== Segment start ==

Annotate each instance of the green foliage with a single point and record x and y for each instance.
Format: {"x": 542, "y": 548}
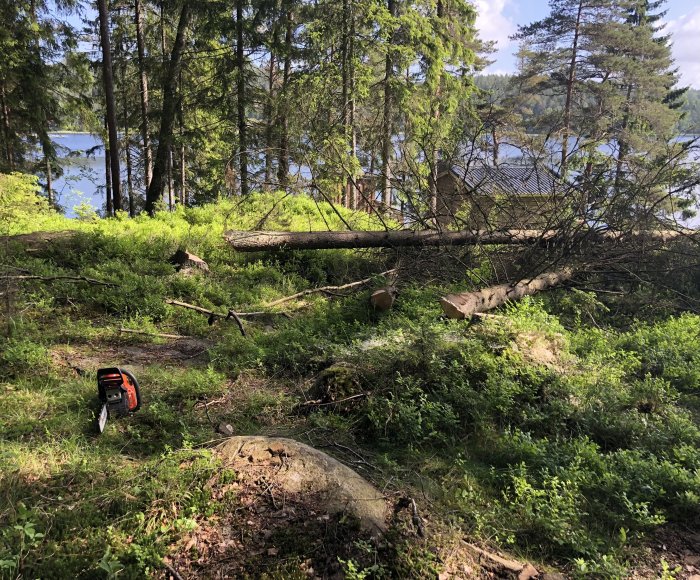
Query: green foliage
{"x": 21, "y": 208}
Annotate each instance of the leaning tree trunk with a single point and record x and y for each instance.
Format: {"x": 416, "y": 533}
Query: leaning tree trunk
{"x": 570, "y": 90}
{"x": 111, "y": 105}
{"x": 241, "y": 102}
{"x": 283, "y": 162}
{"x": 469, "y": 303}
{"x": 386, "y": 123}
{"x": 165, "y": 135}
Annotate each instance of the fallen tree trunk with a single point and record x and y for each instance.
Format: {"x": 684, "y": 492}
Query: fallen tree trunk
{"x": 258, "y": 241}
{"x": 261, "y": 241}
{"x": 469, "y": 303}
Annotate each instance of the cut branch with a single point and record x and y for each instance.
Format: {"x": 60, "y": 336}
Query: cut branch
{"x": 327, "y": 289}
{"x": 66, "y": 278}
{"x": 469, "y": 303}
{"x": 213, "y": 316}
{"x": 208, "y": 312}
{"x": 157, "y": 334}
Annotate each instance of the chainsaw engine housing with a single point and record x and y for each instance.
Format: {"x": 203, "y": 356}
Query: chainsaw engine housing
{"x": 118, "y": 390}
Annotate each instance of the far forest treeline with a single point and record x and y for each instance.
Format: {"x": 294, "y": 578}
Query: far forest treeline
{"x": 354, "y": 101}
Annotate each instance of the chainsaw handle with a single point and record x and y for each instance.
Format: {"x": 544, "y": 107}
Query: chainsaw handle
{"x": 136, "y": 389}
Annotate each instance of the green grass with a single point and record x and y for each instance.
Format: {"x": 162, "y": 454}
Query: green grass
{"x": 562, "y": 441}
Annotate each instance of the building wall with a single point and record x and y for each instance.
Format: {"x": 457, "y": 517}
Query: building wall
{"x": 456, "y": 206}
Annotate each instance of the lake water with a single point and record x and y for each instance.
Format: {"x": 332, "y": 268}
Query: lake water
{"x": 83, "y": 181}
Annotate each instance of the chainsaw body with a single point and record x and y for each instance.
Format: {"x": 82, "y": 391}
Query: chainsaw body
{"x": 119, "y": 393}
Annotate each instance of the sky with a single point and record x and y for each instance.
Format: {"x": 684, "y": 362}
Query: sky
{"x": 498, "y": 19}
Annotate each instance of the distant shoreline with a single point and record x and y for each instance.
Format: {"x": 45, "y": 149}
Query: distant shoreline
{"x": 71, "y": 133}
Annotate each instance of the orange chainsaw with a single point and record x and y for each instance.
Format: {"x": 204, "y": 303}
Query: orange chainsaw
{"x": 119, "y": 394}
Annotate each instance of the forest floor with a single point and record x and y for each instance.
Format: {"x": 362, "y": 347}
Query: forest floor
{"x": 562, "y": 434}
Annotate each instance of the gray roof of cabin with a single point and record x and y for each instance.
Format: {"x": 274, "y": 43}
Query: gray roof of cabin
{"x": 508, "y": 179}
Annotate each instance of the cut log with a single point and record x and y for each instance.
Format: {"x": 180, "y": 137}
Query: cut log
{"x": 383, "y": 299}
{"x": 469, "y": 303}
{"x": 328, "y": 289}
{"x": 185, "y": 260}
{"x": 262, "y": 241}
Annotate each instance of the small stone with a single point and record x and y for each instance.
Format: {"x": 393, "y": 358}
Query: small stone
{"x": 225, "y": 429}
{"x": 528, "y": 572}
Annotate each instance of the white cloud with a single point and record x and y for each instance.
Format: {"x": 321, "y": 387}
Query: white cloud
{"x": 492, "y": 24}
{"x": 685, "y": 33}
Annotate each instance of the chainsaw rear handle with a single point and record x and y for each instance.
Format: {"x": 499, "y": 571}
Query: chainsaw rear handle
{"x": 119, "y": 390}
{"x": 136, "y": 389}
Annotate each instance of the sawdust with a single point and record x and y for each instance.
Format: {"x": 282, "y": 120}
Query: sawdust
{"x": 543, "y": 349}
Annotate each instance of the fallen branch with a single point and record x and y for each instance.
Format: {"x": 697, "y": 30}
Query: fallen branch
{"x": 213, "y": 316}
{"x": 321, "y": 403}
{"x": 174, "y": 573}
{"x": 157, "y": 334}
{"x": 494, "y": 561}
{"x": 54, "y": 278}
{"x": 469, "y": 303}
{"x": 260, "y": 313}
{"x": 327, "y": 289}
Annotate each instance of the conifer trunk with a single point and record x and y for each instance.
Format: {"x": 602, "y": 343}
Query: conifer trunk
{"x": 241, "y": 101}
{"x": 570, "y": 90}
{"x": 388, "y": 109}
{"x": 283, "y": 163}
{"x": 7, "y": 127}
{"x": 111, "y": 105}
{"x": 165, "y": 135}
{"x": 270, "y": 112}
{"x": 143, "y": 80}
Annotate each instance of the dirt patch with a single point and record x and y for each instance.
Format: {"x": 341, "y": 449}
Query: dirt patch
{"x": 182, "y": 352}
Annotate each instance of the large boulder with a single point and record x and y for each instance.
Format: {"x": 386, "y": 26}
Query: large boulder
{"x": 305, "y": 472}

== Segment end ==
== Segment start ==

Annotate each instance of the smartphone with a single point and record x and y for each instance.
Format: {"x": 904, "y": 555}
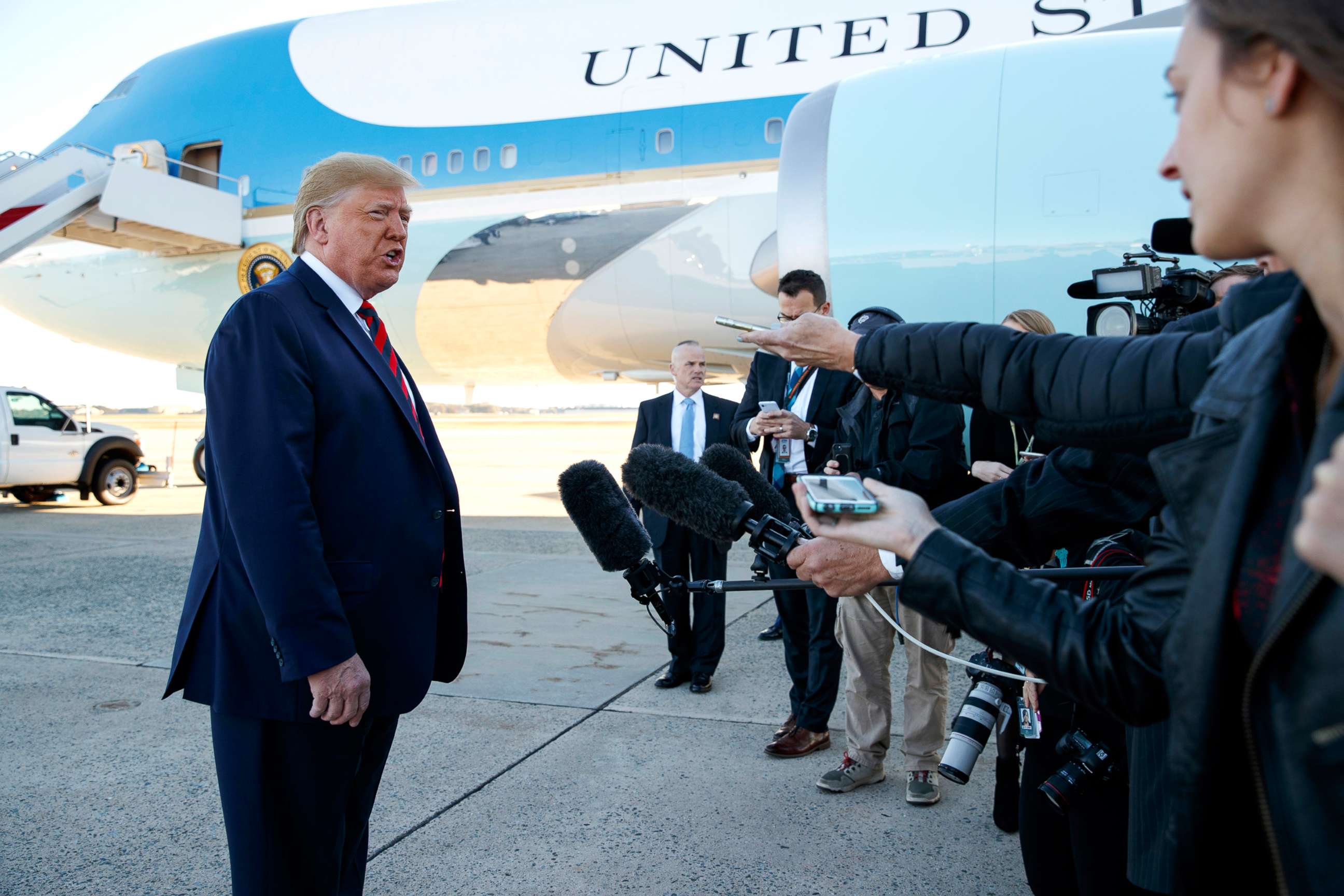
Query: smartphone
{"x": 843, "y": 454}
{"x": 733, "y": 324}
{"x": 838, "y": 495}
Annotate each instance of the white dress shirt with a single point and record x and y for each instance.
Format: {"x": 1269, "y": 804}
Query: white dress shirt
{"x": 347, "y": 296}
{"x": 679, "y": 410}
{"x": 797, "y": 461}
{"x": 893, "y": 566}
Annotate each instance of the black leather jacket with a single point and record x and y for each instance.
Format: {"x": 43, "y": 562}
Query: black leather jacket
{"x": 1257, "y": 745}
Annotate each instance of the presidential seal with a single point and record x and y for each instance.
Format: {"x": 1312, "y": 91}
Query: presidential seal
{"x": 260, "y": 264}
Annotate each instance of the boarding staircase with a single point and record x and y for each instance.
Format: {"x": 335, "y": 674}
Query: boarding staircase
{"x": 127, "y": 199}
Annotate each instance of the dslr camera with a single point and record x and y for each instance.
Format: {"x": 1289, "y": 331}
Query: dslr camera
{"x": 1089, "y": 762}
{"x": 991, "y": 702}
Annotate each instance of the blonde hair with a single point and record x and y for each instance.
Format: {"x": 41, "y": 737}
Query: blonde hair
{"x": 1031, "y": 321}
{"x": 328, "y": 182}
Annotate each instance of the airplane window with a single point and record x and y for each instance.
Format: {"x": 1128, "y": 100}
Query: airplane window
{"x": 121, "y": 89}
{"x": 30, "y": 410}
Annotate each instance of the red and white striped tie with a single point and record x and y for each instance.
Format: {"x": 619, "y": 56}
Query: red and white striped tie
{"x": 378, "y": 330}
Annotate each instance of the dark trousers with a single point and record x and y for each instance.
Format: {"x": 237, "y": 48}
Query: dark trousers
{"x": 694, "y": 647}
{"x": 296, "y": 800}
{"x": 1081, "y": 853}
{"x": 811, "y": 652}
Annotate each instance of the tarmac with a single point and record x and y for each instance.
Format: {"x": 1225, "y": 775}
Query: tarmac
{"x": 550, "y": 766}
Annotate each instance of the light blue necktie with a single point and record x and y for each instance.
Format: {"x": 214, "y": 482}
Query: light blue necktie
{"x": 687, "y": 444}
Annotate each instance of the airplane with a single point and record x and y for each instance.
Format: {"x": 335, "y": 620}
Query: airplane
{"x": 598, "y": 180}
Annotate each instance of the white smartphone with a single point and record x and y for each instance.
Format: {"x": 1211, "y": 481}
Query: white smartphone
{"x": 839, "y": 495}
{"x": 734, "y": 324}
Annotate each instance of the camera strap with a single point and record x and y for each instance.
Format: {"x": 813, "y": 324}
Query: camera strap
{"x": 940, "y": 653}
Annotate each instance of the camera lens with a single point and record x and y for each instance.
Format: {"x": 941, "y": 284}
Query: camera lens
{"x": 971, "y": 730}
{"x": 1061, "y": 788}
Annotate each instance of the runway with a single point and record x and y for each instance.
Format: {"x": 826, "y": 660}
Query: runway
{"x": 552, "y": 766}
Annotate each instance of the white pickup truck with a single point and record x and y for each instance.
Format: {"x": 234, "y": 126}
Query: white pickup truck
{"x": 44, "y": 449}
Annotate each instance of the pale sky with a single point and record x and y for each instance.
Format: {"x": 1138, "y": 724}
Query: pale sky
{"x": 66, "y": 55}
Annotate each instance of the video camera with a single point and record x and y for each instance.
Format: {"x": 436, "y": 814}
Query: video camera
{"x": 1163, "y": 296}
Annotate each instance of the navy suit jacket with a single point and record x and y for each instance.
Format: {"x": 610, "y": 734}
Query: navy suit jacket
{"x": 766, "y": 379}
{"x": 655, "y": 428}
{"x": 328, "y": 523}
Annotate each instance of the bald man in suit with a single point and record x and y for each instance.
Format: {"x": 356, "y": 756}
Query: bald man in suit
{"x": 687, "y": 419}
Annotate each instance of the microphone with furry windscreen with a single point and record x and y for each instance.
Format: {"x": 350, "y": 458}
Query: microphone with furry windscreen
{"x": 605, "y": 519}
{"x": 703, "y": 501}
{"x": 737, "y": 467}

== Segment end ==

**TASK REQUIREMENTS**
Could you transcribe the entries above word for word, from the line with "Annotate each instance of the blonde" down to the line with "Annotate each instance of the red", keeping both?

**WRITTEN RESPONSE**
Annotate each instance of the blonde hair with a single point and record x and y for each instance.
Format: {"x": 41, "y": 737}
Query: blonde hair
{"x": 1031, "y": 321}
{"x": 328, "y": 182}
Annotate each instance of the airplane window with a single point and record x and y for each instance.
Format: {"x": 1128, "y": 100}
Query: airplane window
{"x": 121, "y": 89}
{"x": 30, "y": 410}
Annotate each instance of the red and white striped tie with a single point and record x and y for each instance.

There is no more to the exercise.